From the records below, work out how many lines contain "soldier". Reply with that number alone.
*** Opening of INPUT MATERIAL ***
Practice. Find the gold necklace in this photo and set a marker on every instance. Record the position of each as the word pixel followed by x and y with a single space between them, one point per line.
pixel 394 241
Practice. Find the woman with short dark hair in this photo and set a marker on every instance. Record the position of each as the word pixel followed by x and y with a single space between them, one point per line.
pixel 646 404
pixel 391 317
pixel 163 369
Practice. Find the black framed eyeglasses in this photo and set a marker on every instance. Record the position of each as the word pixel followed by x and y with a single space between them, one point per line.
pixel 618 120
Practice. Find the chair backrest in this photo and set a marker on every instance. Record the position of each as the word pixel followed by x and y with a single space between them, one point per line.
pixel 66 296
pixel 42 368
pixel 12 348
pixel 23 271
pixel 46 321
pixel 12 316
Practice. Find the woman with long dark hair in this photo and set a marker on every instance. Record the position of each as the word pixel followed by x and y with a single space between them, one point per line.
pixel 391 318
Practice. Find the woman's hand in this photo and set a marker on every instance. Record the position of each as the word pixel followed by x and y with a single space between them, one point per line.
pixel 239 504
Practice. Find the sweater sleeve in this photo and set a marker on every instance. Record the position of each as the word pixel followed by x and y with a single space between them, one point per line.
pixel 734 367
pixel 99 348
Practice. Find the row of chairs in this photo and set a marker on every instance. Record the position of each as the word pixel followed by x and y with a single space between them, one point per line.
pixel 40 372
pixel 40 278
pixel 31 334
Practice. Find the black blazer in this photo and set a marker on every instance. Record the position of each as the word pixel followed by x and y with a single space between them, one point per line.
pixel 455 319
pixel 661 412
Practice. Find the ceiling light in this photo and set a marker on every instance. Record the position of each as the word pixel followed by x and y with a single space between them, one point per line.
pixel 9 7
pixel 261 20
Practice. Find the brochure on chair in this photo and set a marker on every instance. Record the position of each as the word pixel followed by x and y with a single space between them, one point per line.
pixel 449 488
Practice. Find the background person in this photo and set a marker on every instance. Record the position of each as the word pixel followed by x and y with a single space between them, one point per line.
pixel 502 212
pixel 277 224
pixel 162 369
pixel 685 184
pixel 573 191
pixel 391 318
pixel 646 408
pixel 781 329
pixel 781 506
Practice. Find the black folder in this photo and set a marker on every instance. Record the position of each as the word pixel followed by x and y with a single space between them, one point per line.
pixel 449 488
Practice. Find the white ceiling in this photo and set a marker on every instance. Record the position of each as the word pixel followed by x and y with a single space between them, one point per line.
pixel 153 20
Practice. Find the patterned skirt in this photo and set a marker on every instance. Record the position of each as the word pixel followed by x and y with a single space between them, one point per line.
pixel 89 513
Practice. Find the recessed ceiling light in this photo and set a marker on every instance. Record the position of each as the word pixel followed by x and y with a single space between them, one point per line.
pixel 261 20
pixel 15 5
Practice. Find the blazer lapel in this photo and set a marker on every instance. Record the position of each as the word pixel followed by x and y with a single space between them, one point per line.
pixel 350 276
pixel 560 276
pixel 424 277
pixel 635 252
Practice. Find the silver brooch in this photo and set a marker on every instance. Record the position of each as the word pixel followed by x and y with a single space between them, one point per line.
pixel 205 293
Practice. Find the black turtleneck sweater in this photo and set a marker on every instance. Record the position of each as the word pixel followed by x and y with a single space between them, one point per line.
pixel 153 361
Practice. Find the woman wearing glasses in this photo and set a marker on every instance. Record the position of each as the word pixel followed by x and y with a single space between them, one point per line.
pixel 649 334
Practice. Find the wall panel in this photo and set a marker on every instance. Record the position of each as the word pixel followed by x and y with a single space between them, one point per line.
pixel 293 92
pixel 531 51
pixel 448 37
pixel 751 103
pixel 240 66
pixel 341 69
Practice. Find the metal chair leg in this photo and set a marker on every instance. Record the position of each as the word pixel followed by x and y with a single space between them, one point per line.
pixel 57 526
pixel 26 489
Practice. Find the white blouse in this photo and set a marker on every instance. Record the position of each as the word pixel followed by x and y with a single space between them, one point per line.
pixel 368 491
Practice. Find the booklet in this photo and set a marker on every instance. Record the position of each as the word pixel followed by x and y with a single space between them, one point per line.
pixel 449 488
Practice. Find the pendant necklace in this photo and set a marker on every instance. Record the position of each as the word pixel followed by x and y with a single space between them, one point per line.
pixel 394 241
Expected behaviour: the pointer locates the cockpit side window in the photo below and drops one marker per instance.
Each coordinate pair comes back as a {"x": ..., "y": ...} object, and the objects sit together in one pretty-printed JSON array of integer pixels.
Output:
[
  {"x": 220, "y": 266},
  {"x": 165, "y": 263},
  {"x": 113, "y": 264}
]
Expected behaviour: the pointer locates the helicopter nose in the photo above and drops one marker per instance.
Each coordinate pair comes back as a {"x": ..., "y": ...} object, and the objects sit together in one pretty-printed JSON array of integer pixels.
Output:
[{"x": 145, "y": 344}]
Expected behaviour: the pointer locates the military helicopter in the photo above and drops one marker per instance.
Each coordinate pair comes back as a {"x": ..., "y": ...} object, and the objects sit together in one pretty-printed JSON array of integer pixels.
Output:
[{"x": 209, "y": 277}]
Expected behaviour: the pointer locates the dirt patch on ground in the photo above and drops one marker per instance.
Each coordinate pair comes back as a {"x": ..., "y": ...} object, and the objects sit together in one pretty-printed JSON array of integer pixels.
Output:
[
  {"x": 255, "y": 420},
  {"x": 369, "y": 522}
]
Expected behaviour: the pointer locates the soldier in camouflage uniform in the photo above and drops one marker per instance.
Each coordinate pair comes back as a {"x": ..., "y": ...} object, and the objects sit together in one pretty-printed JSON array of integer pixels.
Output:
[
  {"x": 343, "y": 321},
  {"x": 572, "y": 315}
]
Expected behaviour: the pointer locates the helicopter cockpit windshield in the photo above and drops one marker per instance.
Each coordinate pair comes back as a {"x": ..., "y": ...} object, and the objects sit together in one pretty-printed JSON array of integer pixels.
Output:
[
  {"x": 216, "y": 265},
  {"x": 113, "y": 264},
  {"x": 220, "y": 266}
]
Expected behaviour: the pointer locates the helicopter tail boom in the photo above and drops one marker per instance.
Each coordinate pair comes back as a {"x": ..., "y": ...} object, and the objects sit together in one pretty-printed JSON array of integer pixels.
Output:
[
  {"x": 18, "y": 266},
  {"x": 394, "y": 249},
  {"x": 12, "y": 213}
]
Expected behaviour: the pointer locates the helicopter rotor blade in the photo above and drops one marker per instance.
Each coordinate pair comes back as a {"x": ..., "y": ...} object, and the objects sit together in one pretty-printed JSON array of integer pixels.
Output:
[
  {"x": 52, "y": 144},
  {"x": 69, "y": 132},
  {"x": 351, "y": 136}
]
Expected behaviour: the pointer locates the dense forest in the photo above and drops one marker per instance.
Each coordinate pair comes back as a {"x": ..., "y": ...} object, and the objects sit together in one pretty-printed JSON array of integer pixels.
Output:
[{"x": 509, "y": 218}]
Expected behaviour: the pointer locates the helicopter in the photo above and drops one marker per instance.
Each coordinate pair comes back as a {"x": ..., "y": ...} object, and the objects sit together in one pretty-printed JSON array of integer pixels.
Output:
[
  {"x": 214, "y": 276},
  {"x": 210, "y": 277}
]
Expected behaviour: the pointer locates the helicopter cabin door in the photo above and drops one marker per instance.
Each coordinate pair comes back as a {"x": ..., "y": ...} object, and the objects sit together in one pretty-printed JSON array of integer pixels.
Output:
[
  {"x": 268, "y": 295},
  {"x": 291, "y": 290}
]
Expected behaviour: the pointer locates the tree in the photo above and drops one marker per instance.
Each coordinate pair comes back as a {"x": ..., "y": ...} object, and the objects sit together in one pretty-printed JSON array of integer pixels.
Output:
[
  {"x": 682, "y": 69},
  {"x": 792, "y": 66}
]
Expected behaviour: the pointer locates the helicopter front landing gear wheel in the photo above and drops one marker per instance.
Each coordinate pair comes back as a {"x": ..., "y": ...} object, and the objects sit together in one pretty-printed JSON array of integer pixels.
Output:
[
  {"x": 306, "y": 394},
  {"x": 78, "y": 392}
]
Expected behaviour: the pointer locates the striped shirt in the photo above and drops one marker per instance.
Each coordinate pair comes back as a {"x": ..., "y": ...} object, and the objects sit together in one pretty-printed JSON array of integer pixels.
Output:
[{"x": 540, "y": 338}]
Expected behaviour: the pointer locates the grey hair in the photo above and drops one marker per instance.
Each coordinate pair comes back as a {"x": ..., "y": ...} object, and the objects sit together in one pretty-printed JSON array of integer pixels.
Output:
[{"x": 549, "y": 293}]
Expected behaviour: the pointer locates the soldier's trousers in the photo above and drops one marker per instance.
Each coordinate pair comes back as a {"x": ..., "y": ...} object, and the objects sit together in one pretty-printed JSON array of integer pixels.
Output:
*** Close of INPUT MATERIAL ***
» **REPLY TO THE EXERCISE**:
2